● **Given instruction**: Count the lines in the rows below that contain the word "dark". Give only the number.

● **Supplied records**:
★ ★ ★
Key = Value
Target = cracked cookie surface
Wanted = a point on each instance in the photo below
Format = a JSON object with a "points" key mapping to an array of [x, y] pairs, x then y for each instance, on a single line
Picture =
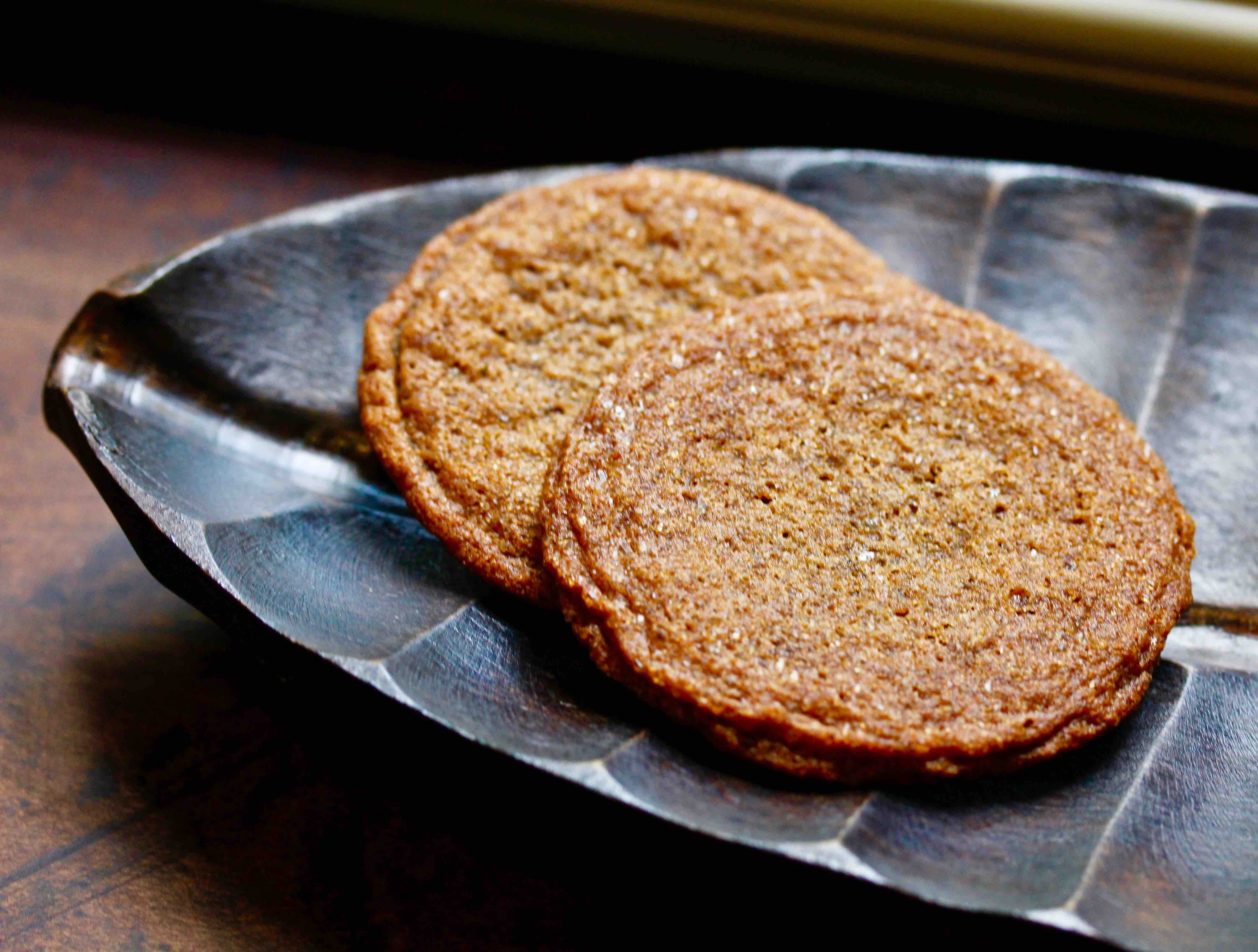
{"points": [[509, 320], [867, 536]]}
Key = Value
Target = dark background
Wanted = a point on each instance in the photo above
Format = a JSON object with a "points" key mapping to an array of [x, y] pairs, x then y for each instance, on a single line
{"points": [[417, 91], [163, 787]]}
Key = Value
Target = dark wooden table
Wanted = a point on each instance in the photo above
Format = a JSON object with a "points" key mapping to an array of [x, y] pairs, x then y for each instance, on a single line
{"points": [[165, 788]]}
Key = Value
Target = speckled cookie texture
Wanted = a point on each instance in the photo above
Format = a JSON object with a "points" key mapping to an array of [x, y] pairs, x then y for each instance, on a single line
{"points": [[867, 536], [508, 322]]}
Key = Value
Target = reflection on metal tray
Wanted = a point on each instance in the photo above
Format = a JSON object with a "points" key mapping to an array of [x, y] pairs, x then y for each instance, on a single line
{"points": [[212, 399]]}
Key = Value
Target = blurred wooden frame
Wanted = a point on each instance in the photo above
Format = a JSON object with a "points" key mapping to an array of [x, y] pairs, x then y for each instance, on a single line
{"points": [[1186, 67]]}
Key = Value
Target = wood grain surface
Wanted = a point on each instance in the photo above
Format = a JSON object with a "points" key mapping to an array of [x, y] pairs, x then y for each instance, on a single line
{"points": [[167, 787]]}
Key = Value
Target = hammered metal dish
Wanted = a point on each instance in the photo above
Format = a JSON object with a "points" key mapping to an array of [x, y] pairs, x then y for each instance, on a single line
{"points": [[212, 399]]}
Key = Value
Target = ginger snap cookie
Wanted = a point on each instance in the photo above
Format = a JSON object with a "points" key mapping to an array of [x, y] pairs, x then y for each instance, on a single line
{"points": [[478, 361], [867, 536]]}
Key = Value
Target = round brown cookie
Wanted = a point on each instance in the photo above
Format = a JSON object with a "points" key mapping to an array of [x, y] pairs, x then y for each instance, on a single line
{"points": [[478, 361], [867, 536]]}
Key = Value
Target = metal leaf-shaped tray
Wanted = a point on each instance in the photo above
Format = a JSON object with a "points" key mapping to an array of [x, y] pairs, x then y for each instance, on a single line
{"points": [[212, 399]]}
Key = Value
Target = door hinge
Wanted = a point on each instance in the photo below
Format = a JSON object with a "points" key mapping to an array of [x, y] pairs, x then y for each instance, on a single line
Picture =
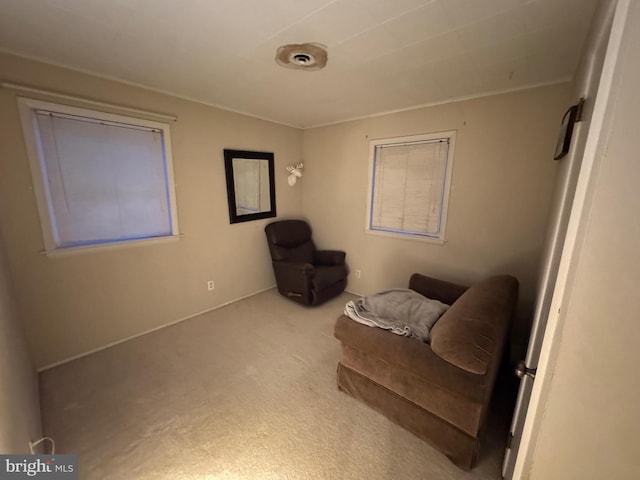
★ ★ ★
● **Answer to this exercise**: 2